● Written task
Reproduce the records verbatim, from the line containing "Task: set a point on the concrete" through the end of the records, and nothing else.

━━━━━━

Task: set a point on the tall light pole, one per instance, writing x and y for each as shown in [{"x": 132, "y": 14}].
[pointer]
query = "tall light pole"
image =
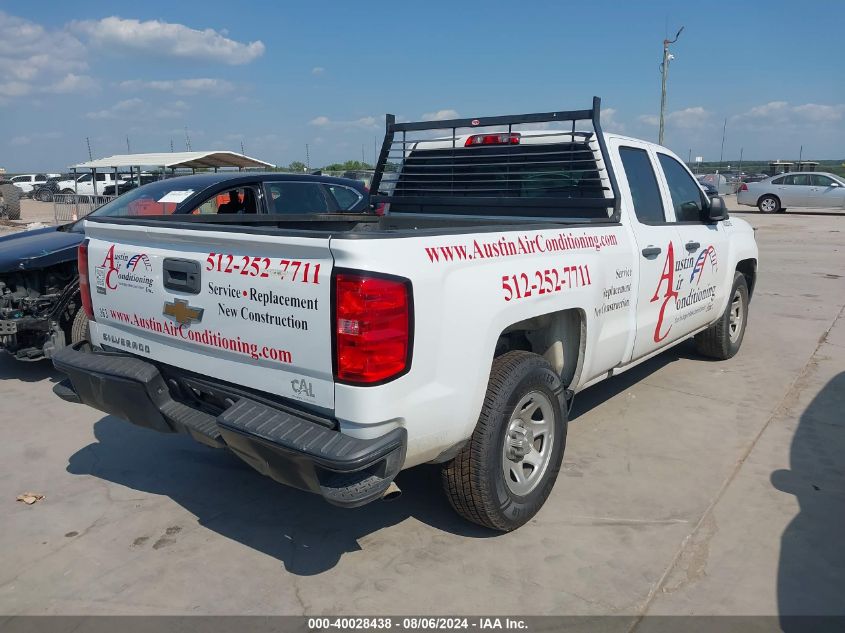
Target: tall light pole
[{"x": 664, "y": 69}]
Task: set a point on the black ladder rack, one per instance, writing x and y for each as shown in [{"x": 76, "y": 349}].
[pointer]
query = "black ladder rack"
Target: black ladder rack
[{"x": 421, "y": 174}]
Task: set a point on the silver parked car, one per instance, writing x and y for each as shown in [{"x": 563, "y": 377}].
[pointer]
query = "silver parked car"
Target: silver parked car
[{"x": 802, "y": 189}]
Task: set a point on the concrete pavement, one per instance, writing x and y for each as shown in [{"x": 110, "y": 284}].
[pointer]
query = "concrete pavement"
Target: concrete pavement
[{"x": 688, "y": 486}]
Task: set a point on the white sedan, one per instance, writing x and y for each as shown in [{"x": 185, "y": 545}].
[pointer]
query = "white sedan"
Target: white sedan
[{"x": 802, "y": 189}]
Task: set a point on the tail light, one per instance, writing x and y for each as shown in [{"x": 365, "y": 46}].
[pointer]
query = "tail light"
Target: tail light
[
  {"x": 84, "y": 284},
  {"x": 372, "y": 328},
  {"x": 493, "y": 139}
]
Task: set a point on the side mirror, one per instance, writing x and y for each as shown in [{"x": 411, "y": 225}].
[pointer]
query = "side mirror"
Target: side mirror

━━━━━━

● Answer to this exercise
Task: set a point on the concrete pavement, one per instance, writing x and y for each as shown in [{"x": 110, "y": 284}].
[pointer]
query = "concrete pavement"
Target: concrete pavement
[{"x": 688, "y": 486}]
Task: set a point on the white sedan, one per instance, writing x and y for each as shown in [{"x": 185, "y": 545}].
[pointer]
query = "white sedan"
Target: white sedan
[{"x": 802, "y": 189}]
Task: set a point on the tail light, one per instance, writing x and y for each as shown in [{"x": 365, "y": 46}].
[pointer]
query = "tail light"
Target: tail light
[
  {"x": 84, "y": 284},
  {"x": 372, "y": 328},
  {"x": 493, "y": 139}
]
Task: set a point on the side mirror, one per instance, writing x and y for each as shown in [{"x": 411, "y": 225}].
[pointer]
query = "side mirror"
Target: side mirror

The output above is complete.